■ 課題 A
十七条憲法についての本文で、括弧で読みが示されている語を重複なくすべて挙げ、それぞれの読みを添えてください。
■ 課題 B
十七条憲法についての本文を、最後の文の後から書き継いでください。

■ 本文

—————

<聖徳太子の17条の憲法>いかなる人も、他人を嫉(にく)み妬(ねた)むことがあってはならぬ。

2014年07月15日

<聖徳太子の17条の憲法>いかなる人も、他人を嫉(にく)み妬(ねた)むことがあってはならぬ。

 おはようございます。梅雨空の熊本ですが、気温は高くなくすがすがしい朝です。今朝の友人のfacebookのコメントに聖徳太子の17条憲法が、紹介されていました。先月、中国古典輪読会の先輩から「17条の憲法」の解説本をいただきました。今朝開き、条文を読む中で気づかされました。

「人、嫉(にく)まず!」

 人の縁は、濃さにより相手を思いやることが深まると思います。薄い人間関係は、相手のことを思いやることもないのではないか、゛思いやること゛関心を持ち続けることが大事だなと思いました。

<第14条>
 十四に曰く、群臣百寮、嫉妬有ることなかれ。我れ既に人を嫉(にく)めば、人亦我れを嫉む。嫉妬の患い其の極を知らず。所以に、智己れに勝れば則ち悦ばず、才己れに優れば則ち嫉(にく)み妬む。是を以て、五百(いほ)の乃(いまし)今、賢(さかしきひと)に遭はしむとも、千載にして以て一聖を待つこと難し。其れ賢誠を得ずんば、何を以てか国を治めん。

—————

■ データ記録
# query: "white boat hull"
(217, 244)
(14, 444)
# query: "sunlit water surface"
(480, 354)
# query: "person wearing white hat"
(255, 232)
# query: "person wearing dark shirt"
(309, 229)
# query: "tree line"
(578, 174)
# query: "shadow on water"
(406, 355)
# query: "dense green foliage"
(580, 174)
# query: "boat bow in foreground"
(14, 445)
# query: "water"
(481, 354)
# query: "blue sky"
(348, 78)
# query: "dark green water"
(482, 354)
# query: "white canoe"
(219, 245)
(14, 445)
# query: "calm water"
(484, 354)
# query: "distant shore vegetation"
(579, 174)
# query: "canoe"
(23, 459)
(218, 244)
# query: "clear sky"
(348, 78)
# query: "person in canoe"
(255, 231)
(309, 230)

—————

■ 解答 A
- 嫉(にく)
- 妬(ねた)
- 五百(いほ)
- 乃(いまし)
- 賢(さかしきひと)

■ 解答 B
〔訳〕
 第14条。いかなる人も、他人を嫉(にく)み妬(ねた)むことがあってはならぬ。自分が人を嫉めば、人もまた自分を嫉むであろう。このような嫉妬心の弊害は、実は際限のないものであって、他人が自分よりも智が働くようであれば面白くなく、才能が自分より優れていればまた嫉み妬む。このようなことでは(優れた人に嫉妬し、誹謗・中傷などで出る杭を打つようでは)、五百年にして賢者に遭えたとしても、千年にして一人巡りあえるかという聖人の出現を待つことは難しい。しかし、そのような優れた人物を得なければ、どうしても国を治めることができようか。

 補足の解説には、つまらぬ嫉妬心から有為の人材を不遇に貶める悪弊を戒め、組織や国家を治める聖賢への待望が述べられています。聖賢は、聖は孔子、賢は孟子を表現したとありました。

 人間関係は、相互作用と言います。相手の立場に配慮できるかどうか? 聖賢は、その人間関係を尊重しつつ、「自分の思いをどう伝えるか」に苦心したのだと思います。
 関わる人々の対応は、自分の行いの裏返しと肝に銘じて、日々の言動に気を付けることが大事と、1450年の時を越えて、人間の行動の本質を伝えているように思いました。日々反省、今日も反省が大事と思います。

*参考資料:永崎淡泉著「十七条憲法」(中島弘文堂)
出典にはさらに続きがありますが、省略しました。